● **Material for the task**
★ ★ ★ ★
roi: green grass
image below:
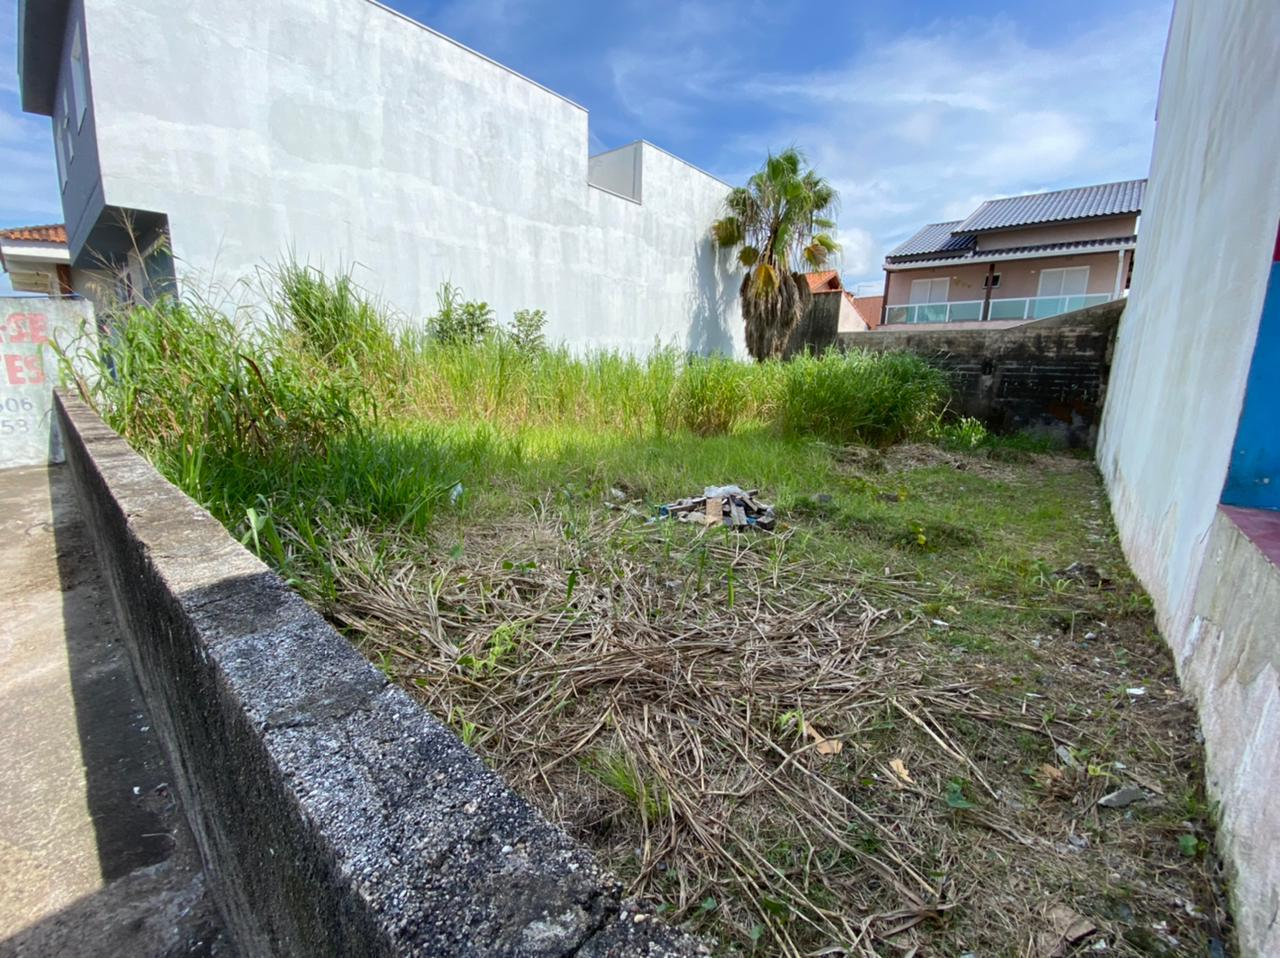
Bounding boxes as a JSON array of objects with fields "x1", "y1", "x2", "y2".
[
  {"x1": 582, "y1": 749, "x2": 670, "y2": 822},
  {"x1": 64, "y1": 267, "x2": 949, "y2": 597}
]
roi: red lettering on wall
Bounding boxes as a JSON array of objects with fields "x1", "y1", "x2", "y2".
[
  {"x1": 4, "y1": 354, "x2": 44, "y2": 385},
  {"x1": 3, "y1": 314, "x2": 49, "y2": 345}
]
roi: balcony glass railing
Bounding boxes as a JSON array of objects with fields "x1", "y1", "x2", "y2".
[{"x1": 886, "y1": 294, "x2": 1112, "y2": 325}]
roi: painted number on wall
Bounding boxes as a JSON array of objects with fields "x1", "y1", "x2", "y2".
[{"x1": 0, "y1": 396, "x2": 36, "y2": 435}]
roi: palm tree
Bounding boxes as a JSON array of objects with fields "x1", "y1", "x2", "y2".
[{"x1": 711, "y1": 149, "x2": 840, "y2": 361}]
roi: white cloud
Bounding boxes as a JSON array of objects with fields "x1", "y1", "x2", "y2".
[
  {"x1": 725, "y1": 8, "x2": 1168, "y2": 281},
  {"x1": 834, "y1": 225, "x2": 876, "y2": 277},
  {"x1": 588, "y1": 2, "x2": 1167, "y2": 281}
]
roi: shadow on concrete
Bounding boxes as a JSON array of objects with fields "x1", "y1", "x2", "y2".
[
  {"x1": 0, "y1": 466, "x2": 229, "y2": 956},
  {"x1": 47, "y1": 464, "x2": 176, "y2": 880},
  {"x1": 685, "y1": 237, "x2": 737, "y2": 356}
]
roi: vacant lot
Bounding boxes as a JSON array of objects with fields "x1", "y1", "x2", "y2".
[{"x1": 72, "y1": 270, "x2": 1232, "y2": 957}]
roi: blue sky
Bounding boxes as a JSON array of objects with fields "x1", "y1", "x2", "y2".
[{"x1": 1, "y1": 0, "x2": 1172, "y2": 291}]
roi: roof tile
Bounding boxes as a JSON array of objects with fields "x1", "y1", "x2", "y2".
[
  {"x1": 850, "y1": 294, "x2": 883, "y2": 328},
  {"x1": 803, "y1": 270, "x2": 841, "y2": 292},
  {"x1": 886, "y1": 221, "x2": 976, "y2": 259},
  {"x1": 0, "y1": 223, "x2": 67, "y2": 244},
  {"x1": 954, "y1": 179, "x2": 1145, "y2": 234}
]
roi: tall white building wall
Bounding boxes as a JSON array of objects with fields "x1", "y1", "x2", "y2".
[
  {"x1": 77, "y1": 0, "x2": 742, "y2": 353},
  {"x1": 1097, "y1": 3, "x2": 1280, "y2": 954}
]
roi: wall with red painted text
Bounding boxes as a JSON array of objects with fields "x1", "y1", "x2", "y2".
[{"x1": 0, "y1": 298, "x2": 95, "y2": 468}]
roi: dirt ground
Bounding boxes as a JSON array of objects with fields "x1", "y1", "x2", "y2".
[{"x1": 331, "y1": 444, "x2": 1233, "y2": 957}]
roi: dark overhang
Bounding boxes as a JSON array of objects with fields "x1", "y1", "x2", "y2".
[{"x1": 18, "y1": 0, "x2": 71, "y2": 116}]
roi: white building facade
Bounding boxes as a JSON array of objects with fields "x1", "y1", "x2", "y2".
[
  {"x1": 1098, "y1": 2, "x2": 1280, "y2": 954},
  {"x1": 18, "y1": 0, "x2": 743, "y2": 354}
]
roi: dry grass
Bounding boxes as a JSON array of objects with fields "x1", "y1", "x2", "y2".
[{"x1": 326, "y1": 453, "x2": 1232, "y2": 958}]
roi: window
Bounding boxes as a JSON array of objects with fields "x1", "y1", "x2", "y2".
[
  {"x1": 53, "y1": 114, "x2": 67, "y2": 189},
  {"x1": 53, "y1": 89, "x2": 73, "y2": 191},
  {"x1": 1037, "y1": 266, "x2": 1090, "y2": 297},
  {"x1": 909, "y1": 277, "x2": 950, "y2": 304},
  {"x1": 70, "y1": 22, "x2": 88, "y2": 129},
  {"x1": 983, "y1": 273, "x2": 1001, "y2": 289},
  {"x1": 61, "y1": 87, "x2": 74, "y2": 164}
]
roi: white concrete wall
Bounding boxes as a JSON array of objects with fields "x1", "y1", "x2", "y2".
[
  {"x1": 1097, "y1": 3, "x2": 1280, "y2": 954},
  {"x1": 835, "y1": 294, "x2": 867, "y2": 333},
  {"x1": 75, "y1": 0, "x2": 742, "y2": 354},
  {"x1": 588, "y1": 143, "x2": 643, "y2": 202}
]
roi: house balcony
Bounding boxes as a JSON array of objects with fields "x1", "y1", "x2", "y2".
[{"x1": 885, "y1": 293, "x2": 1114, "y2": 325}]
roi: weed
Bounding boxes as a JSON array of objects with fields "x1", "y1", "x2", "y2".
[
  {"x1": 507, "y1": 308, "x2": 547, "y2": 352},
  {"x1": 428, "y1": 282, "x2": 497, "y2": 345},
  {"x1": 583, "y1": 749, "x2": 670, "y2": 821},
  {"x1": 458, "y1": 622, "x2": 527, "y2": 675}
]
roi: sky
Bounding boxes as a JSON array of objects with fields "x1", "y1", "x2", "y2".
[{"x1": 0, "y1": 0, "x2": 1172, "y2": 292}]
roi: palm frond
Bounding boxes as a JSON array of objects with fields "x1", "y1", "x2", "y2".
[
  {"x1": 712, "y1": 216, "x2": 744, "y2": 248},
  {"x1": 751, "y1": 262, "x2": 779, "y2": 297}
]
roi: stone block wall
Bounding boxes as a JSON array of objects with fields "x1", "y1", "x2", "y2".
[{"x1": 840, "y1": 299, "x2": 1124, "y2": 447}]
★ ★ ★ ★
● **What is expected**
Using the records above, copy word for word the line with "roi: white concrete wall", the line with "roi: house balcony", and every line between them.

● **Solution for this task**
roi: white concrete wall
Bounding boxes as a JSON array of objects with fields "x1", "y1", "x2", "y2".
[
  {"x1": 1097, "y1": 3, "x2": 1280, "y2": 954},
  {"x1": 835, "y1": 294, "x2": 867, "y2": 333},
  {"x1": 75, "y1": 0, "x2": 742, "y2": 354},
  {"x1": 588, "y1": 143, "x2": 643, "y2": 202}
]
roi: house balcony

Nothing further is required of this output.